Data excerpts below:
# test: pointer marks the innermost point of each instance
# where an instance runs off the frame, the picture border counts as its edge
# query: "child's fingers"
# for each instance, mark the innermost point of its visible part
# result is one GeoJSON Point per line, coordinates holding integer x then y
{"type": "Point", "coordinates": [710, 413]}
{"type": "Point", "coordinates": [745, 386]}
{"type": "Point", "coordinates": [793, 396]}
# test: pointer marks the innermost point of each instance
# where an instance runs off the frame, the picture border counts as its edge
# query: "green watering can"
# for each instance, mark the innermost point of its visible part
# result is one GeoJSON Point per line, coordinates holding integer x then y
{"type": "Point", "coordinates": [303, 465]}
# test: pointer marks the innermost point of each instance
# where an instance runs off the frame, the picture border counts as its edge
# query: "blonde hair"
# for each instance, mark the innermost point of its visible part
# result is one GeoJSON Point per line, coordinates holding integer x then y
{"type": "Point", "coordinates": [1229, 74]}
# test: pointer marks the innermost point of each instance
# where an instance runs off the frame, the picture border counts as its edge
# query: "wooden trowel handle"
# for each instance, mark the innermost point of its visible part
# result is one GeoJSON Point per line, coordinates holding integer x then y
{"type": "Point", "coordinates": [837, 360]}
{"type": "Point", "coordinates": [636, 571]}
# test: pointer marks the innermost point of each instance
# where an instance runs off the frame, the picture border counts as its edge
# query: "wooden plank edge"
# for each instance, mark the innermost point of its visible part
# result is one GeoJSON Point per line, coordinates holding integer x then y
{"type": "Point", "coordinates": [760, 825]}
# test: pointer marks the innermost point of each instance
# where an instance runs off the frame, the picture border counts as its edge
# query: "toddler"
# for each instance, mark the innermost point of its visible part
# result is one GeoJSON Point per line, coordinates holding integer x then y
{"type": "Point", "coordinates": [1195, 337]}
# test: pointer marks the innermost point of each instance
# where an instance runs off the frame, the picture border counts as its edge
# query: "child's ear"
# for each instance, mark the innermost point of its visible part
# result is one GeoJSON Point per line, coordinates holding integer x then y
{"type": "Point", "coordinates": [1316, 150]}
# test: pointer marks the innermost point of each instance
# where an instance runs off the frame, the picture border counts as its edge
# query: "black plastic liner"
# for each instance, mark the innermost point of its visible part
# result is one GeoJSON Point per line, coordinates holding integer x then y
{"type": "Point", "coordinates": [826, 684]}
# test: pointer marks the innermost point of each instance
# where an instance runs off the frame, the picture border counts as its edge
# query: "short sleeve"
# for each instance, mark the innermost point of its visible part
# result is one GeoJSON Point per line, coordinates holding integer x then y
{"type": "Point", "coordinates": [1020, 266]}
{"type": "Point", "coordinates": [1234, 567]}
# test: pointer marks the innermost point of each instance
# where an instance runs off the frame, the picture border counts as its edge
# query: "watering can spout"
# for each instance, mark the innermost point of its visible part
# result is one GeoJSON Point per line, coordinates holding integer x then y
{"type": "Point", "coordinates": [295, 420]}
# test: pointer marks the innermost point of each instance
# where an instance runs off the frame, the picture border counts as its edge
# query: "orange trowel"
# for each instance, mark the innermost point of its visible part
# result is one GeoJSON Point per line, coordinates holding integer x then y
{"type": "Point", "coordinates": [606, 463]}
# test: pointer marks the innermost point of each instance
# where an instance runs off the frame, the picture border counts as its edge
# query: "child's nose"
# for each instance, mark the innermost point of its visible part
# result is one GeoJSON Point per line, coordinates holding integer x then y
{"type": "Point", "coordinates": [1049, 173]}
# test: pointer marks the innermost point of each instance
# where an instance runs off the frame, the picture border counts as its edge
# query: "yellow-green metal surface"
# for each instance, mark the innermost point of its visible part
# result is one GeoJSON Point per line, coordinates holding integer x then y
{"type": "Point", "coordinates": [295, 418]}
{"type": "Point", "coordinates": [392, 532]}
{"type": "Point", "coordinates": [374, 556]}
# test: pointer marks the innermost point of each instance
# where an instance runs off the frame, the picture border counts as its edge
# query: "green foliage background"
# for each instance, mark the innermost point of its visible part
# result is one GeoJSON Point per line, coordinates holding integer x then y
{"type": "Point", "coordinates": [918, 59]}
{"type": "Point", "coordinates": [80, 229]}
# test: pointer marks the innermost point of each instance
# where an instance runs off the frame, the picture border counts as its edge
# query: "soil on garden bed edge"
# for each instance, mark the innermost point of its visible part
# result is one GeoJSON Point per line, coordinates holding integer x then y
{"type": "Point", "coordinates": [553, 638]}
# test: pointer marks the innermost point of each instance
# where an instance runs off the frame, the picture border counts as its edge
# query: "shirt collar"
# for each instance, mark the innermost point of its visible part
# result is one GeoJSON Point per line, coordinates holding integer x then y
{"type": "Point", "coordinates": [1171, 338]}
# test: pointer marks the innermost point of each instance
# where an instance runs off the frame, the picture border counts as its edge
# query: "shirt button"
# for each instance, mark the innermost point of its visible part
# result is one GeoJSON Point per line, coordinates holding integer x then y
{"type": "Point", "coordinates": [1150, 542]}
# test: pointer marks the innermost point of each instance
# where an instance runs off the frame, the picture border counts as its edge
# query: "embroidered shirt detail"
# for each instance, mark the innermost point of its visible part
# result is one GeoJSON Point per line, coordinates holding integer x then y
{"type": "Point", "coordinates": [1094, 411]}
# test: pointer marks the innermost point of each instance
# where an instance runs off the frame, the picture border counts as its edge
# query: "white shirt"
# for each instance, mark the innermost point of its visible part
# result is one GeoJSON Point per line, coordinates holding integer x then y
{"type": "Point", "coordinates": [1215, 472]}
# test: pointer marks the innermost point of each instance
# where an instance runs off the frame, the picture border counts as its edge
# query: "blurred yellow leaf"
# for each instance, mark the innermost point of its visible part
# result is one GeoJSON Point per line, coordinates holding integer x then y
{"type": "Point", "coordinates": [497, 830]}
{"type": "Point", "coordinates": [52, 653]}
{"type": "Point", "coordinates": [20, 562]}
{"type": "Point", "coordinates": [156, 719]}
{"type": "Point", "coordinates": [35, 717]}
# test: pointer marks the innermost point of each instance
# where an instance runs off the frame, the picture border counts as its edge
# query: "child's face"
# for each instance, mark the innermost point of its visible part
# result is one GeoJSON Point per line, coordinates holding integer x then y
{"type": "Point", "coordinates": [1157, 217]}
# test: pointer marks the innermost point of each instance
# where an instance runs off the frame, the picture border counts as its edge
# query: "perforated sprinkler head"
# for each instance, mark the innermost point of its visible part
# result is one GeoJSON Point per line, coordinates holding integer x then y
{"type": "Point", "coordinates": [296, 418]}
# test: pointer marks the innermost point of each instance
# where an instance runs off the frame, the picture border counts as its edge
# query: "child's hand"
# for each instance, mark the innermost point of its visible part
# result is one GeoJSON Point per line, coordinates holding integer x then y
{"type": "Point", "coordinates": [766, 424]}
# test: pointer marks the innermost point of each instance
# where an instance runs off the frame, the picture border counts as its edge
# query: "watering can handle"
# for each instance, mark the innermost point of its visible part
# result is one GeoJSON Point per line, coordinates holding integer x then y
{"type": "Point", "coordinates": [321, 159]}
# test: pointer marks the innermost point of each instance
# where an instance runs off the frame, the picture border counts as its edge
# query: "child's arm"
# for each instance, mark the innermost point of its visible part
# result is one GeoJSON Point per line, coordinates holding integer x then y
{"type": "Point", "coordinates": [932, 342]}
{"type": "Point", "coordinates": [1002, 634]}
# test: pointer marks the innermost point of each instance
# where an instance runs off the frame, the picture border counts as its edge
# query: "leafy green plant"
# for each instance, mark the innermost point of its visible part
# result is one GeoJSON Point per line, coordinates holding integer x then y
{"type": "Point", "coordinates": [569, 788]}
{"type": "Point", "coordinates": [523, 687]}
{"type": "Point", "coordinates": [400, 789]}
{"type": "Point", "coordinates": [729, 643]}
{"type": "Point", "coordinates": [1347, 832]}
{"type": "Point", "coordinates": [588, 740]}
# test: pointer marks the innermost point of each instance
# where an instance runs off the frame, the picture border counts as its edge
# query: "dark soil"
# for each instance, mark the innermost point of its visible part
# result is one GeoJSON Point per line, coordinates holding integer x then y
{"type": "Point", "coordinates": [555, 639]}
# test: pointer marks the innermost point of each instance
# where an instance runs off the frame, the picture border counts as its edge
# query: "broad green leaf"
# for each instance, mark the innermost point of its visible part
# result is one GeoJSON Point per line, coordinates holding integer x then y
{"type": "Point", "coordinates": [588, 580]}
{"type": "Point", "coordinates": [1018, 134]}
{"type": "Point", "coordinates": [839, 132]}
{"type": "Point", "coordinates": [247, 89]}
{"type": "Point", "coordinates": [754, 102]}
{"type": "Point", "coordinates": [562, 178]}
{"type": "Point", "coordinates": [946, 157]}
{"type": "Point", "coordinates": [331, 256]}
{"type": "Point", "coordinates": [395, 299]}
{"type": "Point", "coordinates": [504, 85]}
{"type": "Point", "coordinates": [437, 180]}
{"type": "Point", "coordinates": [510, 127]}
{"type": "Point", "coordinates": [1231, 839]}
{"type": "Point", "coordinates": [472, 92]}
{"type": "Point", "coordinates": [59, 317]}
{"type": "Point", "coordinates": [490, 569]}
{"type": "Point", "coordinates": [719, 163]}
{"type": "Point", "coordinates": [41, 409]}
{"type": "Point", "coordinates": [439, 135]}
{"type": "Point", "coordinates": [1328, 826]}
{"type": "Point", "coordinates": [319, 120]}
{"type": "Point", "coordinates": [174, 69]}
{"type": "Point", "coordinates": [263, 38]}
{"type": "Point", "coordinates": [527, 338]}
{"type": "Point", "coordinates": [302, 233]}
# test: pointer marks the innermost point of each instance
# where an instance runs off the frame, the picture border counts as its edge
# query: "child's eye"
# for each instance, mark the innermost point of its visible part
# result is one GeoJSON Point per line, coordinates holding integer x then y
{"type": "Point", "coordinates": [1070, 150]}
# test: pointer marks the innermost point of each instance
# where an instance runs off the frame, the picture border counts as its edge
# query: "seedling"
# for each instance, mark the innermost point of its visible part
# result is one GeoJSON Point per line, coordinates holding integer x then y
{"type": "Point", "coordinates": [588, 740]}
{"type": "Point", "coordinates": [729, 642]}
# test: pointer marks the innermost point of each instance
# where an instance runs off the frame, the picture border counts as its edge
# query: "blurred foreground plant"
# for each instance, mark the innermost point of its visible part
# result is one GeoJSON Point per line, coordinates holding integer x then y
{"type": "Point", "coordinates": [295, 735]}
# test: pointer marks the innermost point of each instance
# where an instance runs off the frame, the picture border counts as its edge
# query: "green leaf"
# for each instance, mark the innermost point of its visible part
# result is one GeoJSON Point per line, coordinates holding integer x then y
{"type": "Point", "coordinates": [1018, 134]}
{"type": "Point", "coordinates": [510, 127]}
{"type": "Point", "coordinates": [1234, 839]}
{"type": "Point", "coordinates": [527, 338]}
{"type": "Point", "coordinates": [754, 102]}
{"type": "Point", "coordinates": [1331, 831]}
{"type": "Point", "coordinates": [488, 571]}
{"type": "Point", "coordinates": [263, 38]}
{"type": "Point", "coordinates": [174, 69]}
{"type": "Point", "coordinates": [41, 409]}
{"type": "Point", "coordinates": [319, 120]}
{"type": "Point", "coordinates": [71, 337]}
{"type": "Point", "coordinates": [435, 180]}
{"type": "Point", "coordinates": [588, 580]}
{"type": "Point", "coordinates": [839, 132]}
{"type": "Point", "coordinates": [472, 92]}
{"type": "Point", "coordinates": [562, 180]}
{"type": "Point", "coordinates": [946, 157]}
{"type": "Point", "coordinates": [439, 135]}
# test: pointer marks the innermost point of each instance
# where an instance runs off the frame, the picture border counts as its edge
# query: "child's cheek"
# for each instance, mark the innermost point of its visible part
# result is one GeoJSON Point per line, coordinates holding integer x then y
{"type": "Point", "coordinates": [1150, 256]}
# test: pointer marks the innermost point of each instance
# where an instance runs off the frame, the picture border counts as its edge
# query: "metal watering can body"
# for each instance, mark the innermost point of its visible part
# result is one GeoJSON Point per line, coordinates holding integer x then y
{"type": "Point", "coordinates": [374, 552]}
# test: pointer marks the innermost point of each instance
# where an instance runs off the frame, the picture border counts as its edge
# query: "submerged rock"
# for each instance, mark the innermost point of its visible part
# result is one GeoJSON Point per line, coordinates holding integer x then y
End of Data excerpts.
- _About this task_
Only the lines that contain the word "trowel" should be copied from the material.

- _Task result_
# query: "wooden trowel handle"
# query: "orange trowel"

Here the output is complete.